Lay out the material below as a JSON list of strings, one string per line and no blank lines. Cover only the stretch from the line containing "car door positioned?" through the end of the material.

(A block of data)
>> START

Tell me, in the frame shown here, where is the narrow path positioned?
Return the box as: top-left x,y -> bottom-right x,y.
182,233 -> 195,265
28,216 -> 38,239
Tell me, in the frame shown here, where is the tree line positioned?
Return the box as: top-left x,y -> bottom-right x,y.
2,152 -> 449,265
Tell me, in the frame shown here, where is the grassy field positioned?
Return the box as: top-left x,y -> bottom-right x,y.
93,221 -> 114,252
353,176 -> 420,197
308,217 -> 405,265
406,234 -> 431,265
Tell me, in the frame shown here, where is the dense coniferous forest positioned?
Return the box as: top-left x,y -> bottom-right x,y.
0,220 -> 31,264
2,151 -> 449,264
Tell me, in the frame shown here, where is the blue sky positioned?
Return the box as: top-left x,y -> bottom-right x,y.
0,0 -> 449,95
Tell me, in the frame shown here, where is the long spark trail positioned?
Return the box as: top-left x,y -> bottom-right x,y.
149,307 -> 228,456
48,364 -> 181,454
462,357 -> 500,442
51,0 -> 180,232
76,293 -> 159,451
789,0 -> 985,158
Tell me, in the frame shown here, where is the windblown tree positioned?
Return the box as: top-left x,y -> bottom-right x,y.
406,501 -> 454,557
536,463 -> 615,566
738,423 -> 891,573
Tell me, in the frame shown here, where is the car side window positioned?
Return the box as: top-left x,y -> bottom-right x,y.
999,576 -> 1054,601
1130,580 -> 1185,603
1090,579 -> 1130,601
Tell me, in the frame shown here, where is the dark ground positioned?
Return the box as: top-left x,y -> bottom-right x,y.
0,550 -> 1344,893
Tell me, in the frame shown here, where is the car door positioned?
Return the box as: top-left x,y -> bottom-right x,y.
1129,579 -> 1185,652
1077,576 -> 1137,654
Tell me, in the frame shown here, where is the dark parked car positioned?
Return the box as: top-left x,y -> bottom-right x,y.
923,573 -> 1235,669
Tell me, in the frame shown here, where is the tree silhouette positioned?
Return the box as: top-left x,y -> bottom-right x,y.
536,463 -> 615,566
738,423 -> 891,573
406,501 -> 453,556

>> END

■ **Exercise result**
[
  "Tell me, in the frame shown here, where is the car door positioned?",
  "Return the box as: top-left x,y -> bottom-right x,y.",
  "1129,579 -> 1185,652",
  "1077,576 -> 1137,654",
  "Tell me, in the frame shown here, where is the dark parked car positioned?",
  "Return the box as: top-left x,y -> bottom-right x,y.",
  "923,573 -> 1235,669",
  "Tell me, in the frame shown here, where is the tree silhouette positioned?",
  "Return the box as: top-left x,y -> bottom-right x,y.",
  "536,463 -> 615,566",
  "738,423 -> 891,573",
  "406,501 -> 453,556"
]